* **Goal**:
Copy out the entries below, changing each "written like this sample" to "formatted like this sample" and leaving all other text untouched.

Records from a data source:

"""

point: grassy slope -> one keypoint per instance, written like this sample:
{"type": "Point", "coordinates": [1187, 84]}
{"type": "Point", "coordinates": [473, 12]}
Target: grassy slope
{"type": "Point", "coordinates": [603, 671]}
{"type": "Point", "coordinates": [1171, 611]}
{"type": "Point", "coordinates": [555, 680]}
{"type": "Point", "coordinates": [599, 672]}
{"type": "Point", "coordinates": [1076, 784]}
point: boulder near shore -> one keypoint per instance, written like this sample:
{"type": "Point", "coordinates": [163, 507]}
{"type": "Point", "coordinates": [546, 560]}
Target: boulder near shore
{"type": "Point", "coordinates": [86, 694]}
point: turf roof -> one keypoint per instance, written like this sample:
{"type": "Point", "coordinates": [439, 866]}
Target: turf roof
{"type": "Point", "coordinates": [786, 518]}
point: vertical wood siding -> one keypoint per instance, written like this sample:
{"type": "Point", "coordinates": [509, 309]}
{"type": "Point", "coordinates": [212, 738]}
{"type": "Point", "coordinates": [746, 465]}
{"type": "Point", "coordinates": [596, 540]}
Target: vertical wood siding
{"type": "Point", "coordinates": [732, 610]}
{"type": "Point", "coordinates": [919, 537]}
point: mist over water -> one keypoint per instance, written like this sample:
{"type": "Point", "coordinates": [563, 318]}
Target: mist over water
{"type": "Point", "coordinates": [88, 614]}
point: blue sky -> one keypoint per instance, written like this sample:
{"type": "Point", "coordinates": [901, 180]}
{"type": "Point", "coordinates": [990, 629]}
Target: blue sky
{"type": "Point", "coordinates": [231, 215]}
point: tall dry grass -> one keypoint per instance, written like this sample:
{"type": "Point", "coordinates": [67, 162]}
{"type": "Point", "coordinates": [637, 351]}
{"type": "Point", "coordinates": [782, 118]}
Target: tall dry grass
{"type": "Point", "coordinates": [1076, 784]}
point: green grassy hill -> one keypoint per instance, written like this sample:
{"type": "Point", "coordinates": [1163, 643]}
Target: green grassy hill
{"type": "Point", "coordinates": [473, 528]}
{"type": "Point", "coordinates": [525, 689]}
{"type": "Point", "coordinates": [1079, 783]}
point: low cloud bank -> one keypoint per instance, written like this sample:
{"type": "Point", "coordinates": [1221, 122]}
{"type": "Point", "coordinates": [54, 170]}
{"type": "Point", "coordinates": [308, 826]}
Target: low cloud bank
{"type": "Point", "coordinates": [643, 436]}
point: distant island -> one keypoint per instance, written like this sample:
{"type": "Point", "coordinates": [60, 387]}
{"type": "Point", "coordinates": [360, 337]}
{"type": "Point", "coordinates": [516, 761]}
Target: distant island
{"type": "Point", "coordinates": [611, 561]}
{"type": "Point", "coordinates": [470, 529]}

"""

* **Correct answer**:
point: grassy slope -> one keypoint per instance, formatted like this sample:
{"type": "Point", "coordinates": [1187, 84]}
{"type": "Point", "coordinates": [473, 12]}
Target: grassy slope
{"type": "Point", "coordinates": [603, 671]}
{"type": "Point", "coordinates": [1171, 611]}
{"type": "Point", "coordinates": [555, 680]}
{"type": "Point", "coordinates": [599, 672]}
{"type": "Point", "coordinates": [1076, 784]}
point: boulder near shore -> one keypoint per instance, formatted like this sample:
{"type": "Point", "coordinates": [163, 507]}
{"type": "Point", "coordinates": [546, 560]}
Target: boulder near shore
{"type": "Point", "coordinates": [86, 694]}
point: turf roof -> one keypoint per instance, formatted like this sample:
{"type": "Point", "coordinates": [439, 866]}
Target: turf roof
{"type": "Point", "coordinates": [786, 518]}
point: vertical wood siding -> one keypoint per instance, formatted like this sample:
{"type": "Point", "coordinates": [509, 309]}
{"type": "Point", "coordinates": [212, 738]}
{"type": "Point", "coordinates": [746, 465]}
{"type": "Point", "coordinates": [596, 540]}
Target: vertical wood siding
{"type": "Point", "coordinates": [732, 610]}
{"type": "Point", "coordinates": [919, 537]}
point: mist over water -> one keypoint per instance, formatted like this sample:
{"type": "Point", "coordinates": [563, 318]}
Target: mist over water
{"type": "Point", "coordinates": [88, 614]}
point: blue sky -> one keypoint per instance, formatted like this sample:
{"type": "Point", "coordinates": [901, 180]}
{"type": "Point", "coordinates": [990, 629]}
Target: blue sky
{"type": "Point", "coordinates": [231, 215]}
point: tall dry grass -> one keypoint per instance, formatted like this sample:
{"type": "Point", "coordinates": [67, 162]}
{"type": "Point", "coordinates": [637, 351]}
{"type": "Point", "coordinates": [782, 118]}
Target: tall dry grass
{"type": "Point", "coordinates": [1076, 784]}
point: green grassy hill -> one keypoint per instance, formatted like this sample:
{"type": "Point", "coordinates": [1163, 643]}
Target: green grassy hill
{"type": "Point", "coordinates": [473, 528]}
{"type": "Point", "coordinates": [525, 689]}
{"type": "Point", "coordinates": [1079, 783]}
point: low cloud bank -> one keypoint per instance, formatted like this sample:
{"type": "Point", "coordinates": [1221, 122]}
{"type": "Point", "coordinates": [54, 170]}
{"type": "Point", "coordinates": [308, 826]}
Target: low cloud bank
{"type": "Point", "coordinates": [643, 436]}
point: distant island -> one keypoint per instance, formatted like this sample:
{"type": "Point", "coordinates": [60, 387]}
{"type": "Point", "coordinates": [360, 337]}
{"type": "Point", "coordinates": [516, 761]}
Target: distant island
{"type": "Point", "coordinates": [611, 561]}
{"type": "Point", "coordinates": [470, 529]}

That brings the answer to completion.